* _Extrait_:
════
Premier roman de Romain Lucazeau, "Latium" est une révélation qui bat en brèche les réticences que l'on peut avoir (c'est mon cas) pour la production actuelle de la science-fiction française. Oeuvre à l'ambition démesurée, ce premier tome d'un diptyque de space-opera soutient sans peine la comparaison avec les maîtres anglo-saxons, tout en développant un univers d'inspiration résolument européenne. Son originalité tient à ses références peu familières au genre : la philosophie, l'histoire antique et le théâtre cornélien.

La structure de l'Urbs est une belle transcription de la situation géopolitique de l'Empire romain, alternant Res Publica et Imperium, cerné par les barbares (ici les extraterrestres). La réplique chez les canidés pensants d'une société grecque antique, agrémentée d'un riche lexique en grec ancien, est bien adaptée à une galerie de personnages héroïques, mus par l'honneur, le devoir et le courage. Les religions pythagoricienne et néoplatonicienne, où le Soleil, le Nombre et le Concept tiennent lieu de divinités et de métaphysique, sont cohérentes avec une culture spatiale et numérique coupée de ses racines planétaires.
════
* _Données_:
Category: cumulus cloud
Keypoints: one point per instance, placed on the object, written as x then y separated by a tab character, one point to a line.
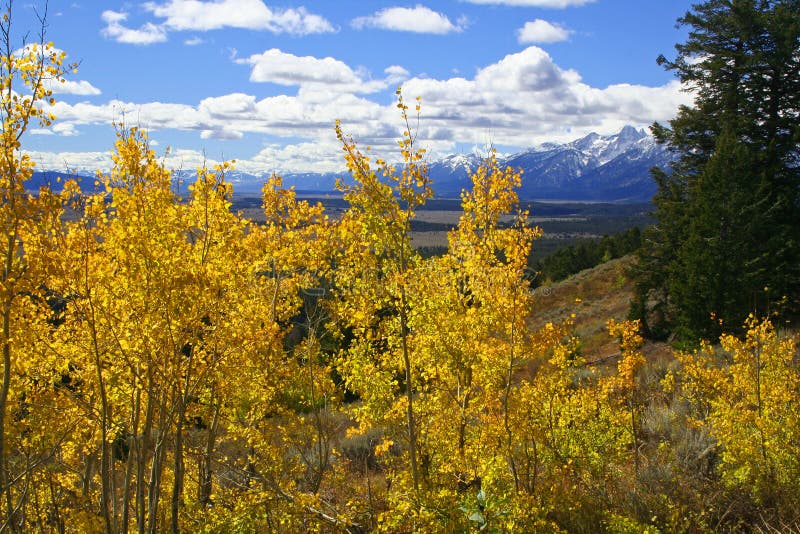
════
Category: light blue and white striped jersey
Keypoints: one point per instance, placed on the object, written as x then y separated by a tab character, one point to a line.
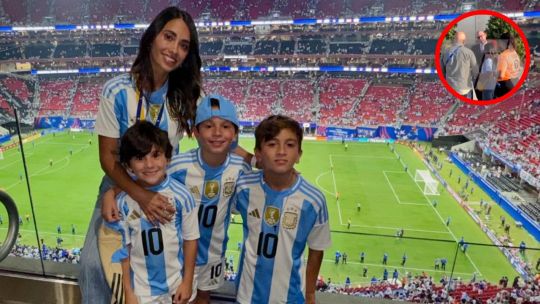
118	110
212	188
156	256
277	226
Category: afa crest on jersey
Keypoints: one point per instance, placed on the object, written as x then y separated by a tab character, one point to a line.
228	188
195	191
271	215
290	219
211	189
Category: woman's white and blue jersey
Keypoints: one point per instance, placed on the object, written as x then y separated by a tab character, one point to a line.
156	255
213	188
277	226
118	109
════
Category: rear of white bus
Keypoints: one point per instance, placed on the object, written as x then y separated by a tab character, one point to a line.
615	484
════
Recopiez mot pour mot le passage de l'extrait sur le roman « Latium » qui commence aux mots « Premier roman de » et se termine après « le théâtre cornélien. ».

Premier roman de Romain Lucazeau, "Latium" est une révélation qui bat en brèche les réticences que l'on peut avoir (c'est mon cas) pour la production actuelle de la science-fiction française. Oeuvre à l'ambition démesurée, ce premier tome d'un diptyque de space-opera soutient sans peine la comparaison avec les maîtres anglo-saxons, tout en développant un univers d'inspiration résolument européenne. Son originalité tient à ses références peu familières au genre : la philosophie, l'histoire antique et le théâtre cornélien.